======== PROVIDED TEXT ========

# Mineral Waters from Agee's auction



## jays emporium (Oct 29, 2012)

There were about 20 lots of these large mineral water bottles with 3 or 4 bottles per lot.  I got all of them except 5 lots.  I don't know much about these bottles.  Maybe someone can give me information on some of them, especially the ones with no town embossed.
 Here are some from North Carolina
 Panacea, NC
 P.O. Littleton, NC
 Lincolnton, NC
 Bullock, NC


----------



## jays emporium (Oct 29, 2012)

South Carolina bottles.
 Spartanburg Co, SC
 Harris Springs, SC
 Glenn Springs, SC


----------



## jays emporium (Oct 29, 2012)

Georgia bottles.
 Lithia Springs, Ga
 Austell, Ga
 Elberton, Ga


----------



## jays emporium (Oct 29, 2012)

Virginia bottles.
 Roanoke
 Elkton with bear
 Elkdon with elk
 Rockbridge Co


----------



## jays emporium (Oct 29, 2012)

Tate Springs Tennessee
 Hot Springs, New Mexico with label
 Bay City, Michigan


----------



## jays emporium (Oct 29, 2012)

Plainfield, NJ
 same with long neck
 New Brunswick, NJ


----------



## jays emporium (Oct 29, 2012)

======== STORED DATA ========

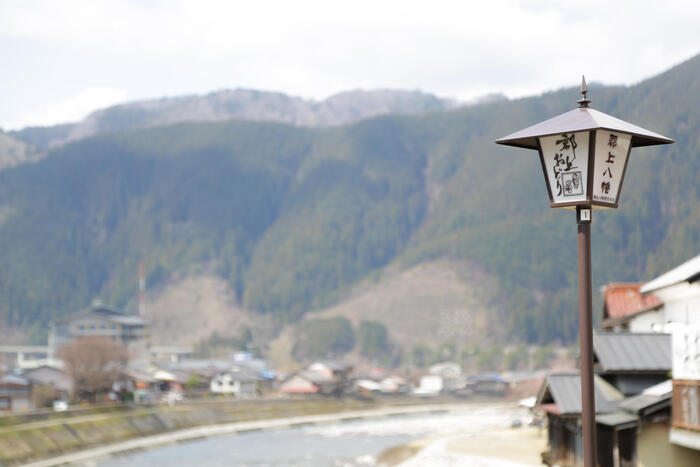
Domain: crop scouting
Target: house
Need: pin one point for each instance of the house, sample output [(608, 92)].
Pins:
[(626, 308), (46, 375), (305, 382), (632, 362), (560, 398), (679, 290), (15, 393), (451, 374), (239, 382), (491, 384), (653, 409), (98, 321)]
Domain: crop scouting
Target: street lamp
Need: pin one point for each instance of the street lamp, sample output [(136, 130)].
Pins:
[(584, 155)]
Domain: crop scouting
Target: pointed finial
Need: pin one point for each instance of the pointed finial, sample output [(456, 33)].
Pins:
[(584, 89)]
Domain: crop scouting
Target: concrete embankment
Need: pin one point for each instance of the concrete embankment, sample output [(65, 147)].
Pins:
[(103, 434)]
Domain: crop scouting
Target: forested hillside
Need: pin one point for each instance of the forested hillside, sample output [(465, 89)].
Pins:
[(292, 217)]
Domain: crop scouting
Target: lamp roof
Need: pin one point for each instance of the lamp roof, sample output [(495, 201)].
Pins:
[(581, 119)]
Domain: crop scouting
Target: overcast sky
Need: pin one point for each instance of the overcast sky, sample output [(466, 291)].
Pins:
[(62, 59)]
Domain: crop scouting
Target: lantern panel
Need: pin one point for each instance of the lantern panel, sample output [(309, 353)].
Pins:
[(565, 158), (611, 153)]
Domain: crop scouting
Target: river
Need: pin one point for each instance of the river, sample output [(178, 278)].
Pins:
[(356, 443)]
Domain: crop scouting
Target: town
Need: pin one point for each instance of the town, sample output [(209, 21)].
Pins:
[(647, 383)]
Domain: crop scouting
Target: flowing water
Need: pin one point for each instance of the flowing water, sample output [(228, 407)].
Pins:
[(356, 443)]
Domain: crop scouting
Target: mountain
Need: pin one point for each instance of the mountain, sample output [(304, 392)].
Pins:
[(14, 151), (294, 218), (239, 104)]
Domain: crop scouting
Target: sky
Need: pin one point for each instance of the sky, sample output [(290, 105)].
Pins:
[(60, 60)]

========

_PARTS OF THE EXERCISE_
• a. In the thread about mineral water bottles from Agee's auction, how many bottles did each lot hold?
• b. Carry the mineral water bottle thread on from its final post header.
The entries play no part here.

_RESPONSES FOR EACH TASK_
• a. Each lot held 3 or 4 bottles.

• b.
Johnston, RI
 Prov. RI


----------



## jays emporium (Oct 29, 2012)

Philadelphia, Pa
 Rennyson, Pa


----------



## jays emporium (Oct 29, 2012)

Fulton, NY
 Grand View, NY
 Haines Mills, NY
 Boonville, NY


----------



## jays emporium (Oct 29, 2012)

Now some that do not have cities embossed.  If anyone knows where they are from let me know.
 Pocahontas
 Chemung
 Minnehaha (Says Cleveland Ohio on the stopper, noticed after I took the picture)


----------



## jays emporium (Oct 29, 2012)

More unidentified towns
 Old Dominion Lithia Water
 Farmville Lithia Water
 Shafer's Mineral Water Depot


----------



## jays emporium (Oct 29, 2012)

Watt's Pure Spring Water
 Shell Rock Spring Water
 Waukesha Fox Head Spring


----------



## jays emporium (Oct 29, 2012)

Geneva Mineral Water
 Isham's California Waters of Life


----------



## jays emporium (Oct 29, 2012)

7 Buffalos.  They seemed to put one of these in each lot.


----------



## jays emporium (Oct 29, 2012)

Now some Texas bottles.  From Mineral Wells, Texas.
 Crazy Well Water
 Gibson Well Water
 Texas Carlsbad Well


----------



## epackage (Oct 29, 2012)

> ORIGINAL:  jays emporium
> 
> Plainfield, NJ
> same with long neck
> New Brunswick, NJ


 I like these if they become available Jay...I have a few other from NJ in the same form...thanks either way...Jim


----------



## jays emporium (Oct 29, 2012)

Mone Slydride G A Duerler San Antonio, Texas
 Sangcura Wells Mineral Wells, Texas
 Baker Hotel Mineral Wells, TExas


----------



## jays emporium (Oct 29, 2012)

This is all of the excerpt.